Segment Open

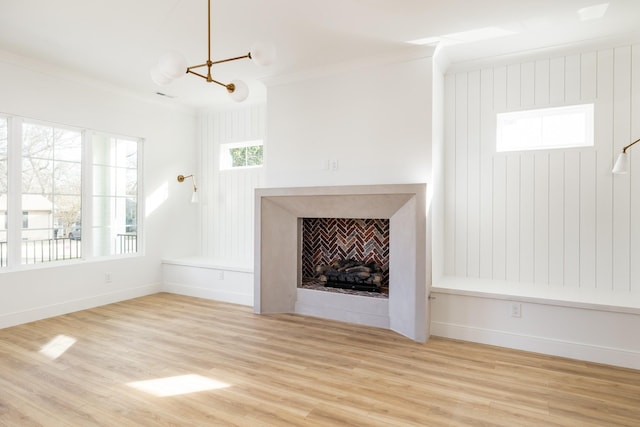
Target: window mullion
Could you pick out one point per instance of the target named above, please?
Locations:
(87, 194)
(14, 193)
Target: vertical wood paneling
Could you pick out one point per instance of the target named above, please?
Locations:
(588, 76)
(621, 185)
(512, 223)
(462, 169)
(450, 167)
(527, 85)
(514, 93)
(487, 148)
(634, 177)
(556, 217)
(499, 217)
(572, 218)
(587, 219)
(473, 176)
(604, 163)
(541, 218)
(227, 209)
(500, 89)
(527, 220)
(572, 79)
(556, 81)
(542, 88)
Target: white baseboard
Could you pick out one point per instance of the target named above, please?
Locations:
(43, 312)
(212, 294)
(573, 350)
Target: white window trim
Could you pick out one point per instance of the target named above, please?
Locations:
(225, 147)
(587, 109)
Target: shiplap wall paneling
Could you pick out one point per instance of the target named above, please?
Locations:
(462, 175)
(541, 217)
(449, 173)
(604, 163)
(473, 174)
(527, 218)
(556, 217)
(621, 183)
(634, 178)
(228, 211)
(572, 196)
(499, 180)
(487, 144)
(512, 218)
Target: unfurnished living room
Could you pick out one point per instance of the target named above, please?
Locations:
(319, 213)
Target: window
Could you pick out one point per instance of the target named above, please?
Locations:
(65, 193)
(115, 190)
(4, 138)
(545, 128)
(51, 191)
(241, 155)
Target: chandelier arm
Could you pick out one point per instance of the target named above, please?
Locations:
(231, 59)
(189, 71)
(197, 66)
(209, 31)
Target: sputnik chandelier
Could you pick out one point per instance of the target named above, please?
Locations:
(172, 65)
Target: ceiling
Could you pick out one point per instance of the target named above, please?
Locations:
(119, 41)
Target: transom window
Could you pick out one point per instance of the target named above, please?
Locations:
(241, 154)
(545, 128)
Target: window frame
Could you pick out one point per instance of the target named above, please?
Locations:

Segment Closed

● PROBLEM TO WORK ON:
Quote each record exactly as it stands, minus the pictures.

● EXERCISE OUTPUT:
Target: window mullion
Could you pick out one point per instance of the target named above, please?
Locations:
(87, 194)
(14, 193)
Target: vertical wood paneling
Could you pick out one point per instance of the target named above, please?
Locations:
(588, 76)
(621, 185)
(512, 223)
(462, 169)
(450, 167)
(527, 85)
(514, 93)
(487, 148)
(634, 177)
(556, 217)
(499, 217)
(572, 218)
(587, 219)
(473, 176)
(604, 163)
(541, 218)
(227, 209)
(500, 89)
(527, 220)
(572, 79)
(556, 81)
(542, 88)
Target: white baseboard
Could you pick out one point per instance of the target named above, please?
Locations:
(43, 312)
(212, 294)
(573, 350)
Target: white window trim
Could you pick out one point per instance of the target named above, please?
Locations:
(225, 147)
(587, 109)
Target: shiplap wall paneling
Could you pick out one point per instance of the target named above, please?
Locations:
(462, 175)
(541, 217)
(449, 173)
(604, 163)
(473, 174)
(527, 218)
(556, 217)
(621, 183)
(634, 178)
(228, 211)
(572, 196)
(499, 180)
(487, 144)
(512, 218)
Target: unfurnished living room
Could you pick out one point per instance of the target named above, please?
Locations:
(319, 213)
Target: window
Could you pick out one point per instance of the target named above, please?
Locations:
(65, 193)
(115, 190)
(4, 138)
(545, 128)
(51, 191)
(241, 155)
Target: chandelier arm
Could you pick out one point per instance of the target named above, please?
Locations:
(231, 59)
(189, 71)
(197, 66)
(209, 31)
Target: sputnik chandelier
Could you pick out one point per instance of the target named above, please?
Locations:
(172, 65)
Target: ceiling
Could you pick out one point per instance of the target named above, please?
Locations:
(119, 41)
Target: transom window
Could you pick out one point per instance of the target named above, please?
Locations:
(241, 154)
(545, 128)
Target: window frame
Could you pick out one point per instance of the target named above, please?
Locations:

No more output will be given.